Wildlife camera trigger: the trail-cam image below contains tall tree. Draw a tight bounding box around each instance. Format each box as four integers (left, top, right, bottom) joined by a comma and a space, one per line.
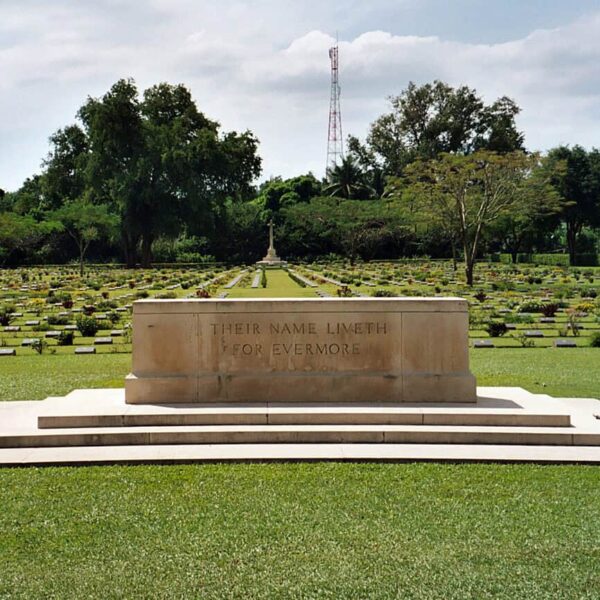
80, 79, 261, 267
42, 124, 89, 210
401, 151, 540, 285
79, 78, 145, 267
545, 145, 600, 265
348, 81, 524, 178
# # # # #
◆ WORK ITEM ◆
Print each line of the listing exactly and include no pictures.

◆ EXERCISE ANSWER ◆
Wildlife camera trigger: the trail-cam image below contains tall tree. Draw a tight bounding box around each instance. Format each box as four integers (left, top, right, bottom) joined by a comma and a space, one per line.
80, 79, 261, 267
42, 124, 89, 210
401, 151, 540, 285
79, 78, 145, 267
545, 145, 600, 265
348, 81, 524, 178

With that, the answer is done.